What is required = Add 110 to every coordinate in the answers within the part of the data that opens with its first line and closes with the line containing "680 4 773 226". Write out every line of that part again, not only the answers, and leave the sample coordinates after "e.g." unchanged.

Excerpts from a detection dataset:
----

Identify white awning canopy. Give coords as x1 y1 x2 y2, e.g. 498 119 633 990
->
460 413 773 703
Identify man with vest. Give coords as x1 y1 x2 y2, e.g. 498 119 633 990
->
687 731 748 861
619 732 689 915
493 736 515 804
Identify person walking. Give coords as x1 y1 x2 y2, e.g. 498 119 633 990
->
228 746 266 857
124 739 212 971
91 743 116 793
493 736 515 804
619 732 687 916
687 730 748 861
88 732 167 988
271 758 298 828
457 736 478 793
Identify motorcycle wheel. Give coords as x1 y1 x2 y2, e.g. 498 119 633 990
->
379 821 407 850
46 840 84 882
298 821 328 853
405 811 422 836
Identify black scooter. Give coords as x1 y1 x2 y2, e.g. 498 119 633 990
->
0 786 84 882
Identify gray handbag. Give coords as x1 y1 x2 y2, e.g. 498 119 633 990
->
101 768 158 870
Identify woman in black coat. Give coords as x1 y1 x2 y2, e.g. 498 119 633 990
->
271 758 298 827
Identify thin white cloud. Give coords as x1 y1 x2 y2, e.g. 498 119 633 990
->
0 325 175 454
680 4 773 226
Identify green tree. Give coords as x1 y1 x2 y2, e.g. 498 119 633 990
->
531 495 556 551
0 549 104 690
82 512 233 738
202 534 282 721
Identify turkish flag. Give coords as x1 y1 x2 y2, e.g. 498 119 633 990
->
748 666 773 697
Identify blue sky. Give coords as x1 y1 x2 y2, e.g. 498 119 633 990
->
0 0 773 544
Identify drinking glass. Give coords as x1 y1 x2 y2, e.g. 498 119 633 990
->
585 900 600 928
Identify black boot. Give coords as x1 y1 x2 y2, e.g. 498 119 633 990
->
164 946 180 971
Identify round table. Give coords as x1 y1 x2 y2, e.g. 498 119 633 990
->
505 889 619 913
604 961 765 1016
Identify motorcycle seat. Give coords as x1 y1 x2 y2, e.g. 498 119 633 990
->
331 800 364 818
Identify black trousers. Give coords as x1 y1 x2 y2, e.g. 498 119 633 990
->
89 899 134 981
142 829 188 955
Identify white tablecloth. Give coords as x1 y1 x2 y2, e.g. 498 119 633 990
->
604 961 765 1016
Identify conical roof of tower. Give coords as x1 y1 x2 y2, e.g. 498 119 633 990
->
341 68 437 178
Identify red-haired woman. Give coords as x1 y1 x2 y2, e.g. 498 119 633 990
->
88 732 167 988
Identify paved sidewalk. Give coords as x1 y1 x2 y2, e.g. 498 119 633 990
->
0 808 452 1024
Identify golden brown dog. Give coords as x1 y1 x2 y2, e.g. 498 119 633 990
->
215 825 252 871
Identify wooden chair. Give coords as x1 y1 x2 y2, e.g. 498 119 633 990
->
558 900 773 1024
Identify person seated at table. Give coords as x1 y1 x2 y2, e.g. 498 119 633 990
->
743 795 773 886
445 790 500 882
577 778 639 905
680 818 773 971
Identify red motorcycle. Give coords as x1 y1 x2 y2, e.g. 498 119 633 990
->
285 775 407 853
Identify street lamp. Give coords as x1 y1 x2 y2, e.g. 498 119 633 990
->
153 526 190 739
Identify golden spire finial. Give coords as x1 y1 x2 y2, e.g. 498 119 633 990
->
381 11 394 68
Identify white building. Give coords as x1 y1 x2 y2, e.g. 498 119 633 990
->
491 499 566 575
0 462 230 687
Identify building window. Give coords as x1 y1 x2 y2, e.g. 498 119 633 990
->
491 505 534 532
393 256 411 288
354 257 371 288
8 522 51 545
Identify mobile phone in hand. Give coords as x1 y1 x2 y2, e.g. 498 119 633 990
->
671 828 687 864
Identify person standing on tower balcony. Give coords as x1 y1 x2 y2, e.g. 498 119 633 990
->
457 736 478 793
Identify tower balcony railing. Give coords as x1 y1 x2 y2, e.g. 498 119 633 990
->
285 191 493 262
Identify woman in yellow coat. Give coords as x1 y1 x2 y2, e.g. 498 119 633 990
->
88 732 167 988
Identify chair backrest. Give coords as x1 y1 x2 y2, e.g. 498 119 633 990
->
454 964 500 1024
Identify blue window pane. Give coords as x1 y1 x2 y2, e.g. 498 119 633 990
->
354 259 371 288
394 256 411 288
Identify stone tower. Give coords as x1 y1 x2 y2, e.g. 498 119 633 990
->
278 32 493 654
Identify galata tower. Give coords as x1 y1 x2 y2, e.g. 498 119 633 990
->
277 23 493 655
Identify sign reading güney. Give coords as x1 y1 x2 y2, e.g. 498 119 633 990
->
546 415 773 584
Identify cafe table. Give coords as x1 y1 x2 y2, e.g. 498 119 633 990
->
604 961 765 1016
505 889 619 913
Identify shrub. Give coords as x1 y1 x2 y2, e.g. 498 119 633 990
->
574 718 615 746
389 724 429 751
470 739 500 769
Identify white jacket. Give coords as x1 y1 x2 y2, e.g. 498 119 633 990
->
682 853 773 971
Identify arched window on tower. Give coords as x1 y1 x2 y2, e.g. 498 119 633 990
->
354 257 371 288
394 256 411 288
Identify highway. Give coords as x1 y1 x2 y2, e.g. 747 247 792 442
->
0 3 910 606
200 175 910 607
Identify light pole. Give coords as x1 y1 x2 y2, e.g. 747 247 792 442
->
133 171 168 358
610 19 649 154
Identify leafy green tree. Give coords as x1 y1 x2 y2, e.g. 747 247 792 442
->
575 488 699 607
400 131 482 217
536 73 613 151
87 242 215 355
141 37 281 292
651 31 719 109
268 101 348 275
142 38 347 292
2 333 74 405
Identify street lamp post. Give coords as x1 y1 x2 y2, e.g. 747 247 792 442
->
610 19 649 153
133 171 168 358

----

Answer =
Identify white awning canopy. Give coords as x1 y1 x2 y2, e.g. 498 119 633 990
->
570 523 883 813
Identify man with vest. Give coords as x1 y1 x2 y2, e.g. 498 119 633 990
->
797 841 858 971
729 842 799 1025
603 846 625 914
Identify person walking. Give coords as x1 y1 x2 y2, e.g. 498 119 633 990
->
338 856 376 967
234 849 322 1081
201 853 226 903
603 846 625 914
729 842 797 1026
797 840 858 971
198 842 277 1098
381 868 408 938
567 846 588 903
Identify motorcycle wheel. Give coords as x1 y1 x2 y2, e.g. 498 119 633 990
->
489 931 517 960
156 950 194 992
408 931 438 963
515 921 532 946
Identify black scooter. Give coords as x1 y1 x2 y2, e.g. 498 119 633 990
->
110 896 194 992
Identify gray handbag. Give coords as x1 y1 x2 y2, e.g. 498 119 633 990
->
211 878 268 980
Identify woman in black coat. Give coords as x1 y1 x2 y2, e.g. 498 119 633 990
->
381 868 408 937
Identify thin white cloud. Give coords as x1 y1 x2 y2, e.g. 498 119 633 990
->
110 435 285 564
790 114 883 336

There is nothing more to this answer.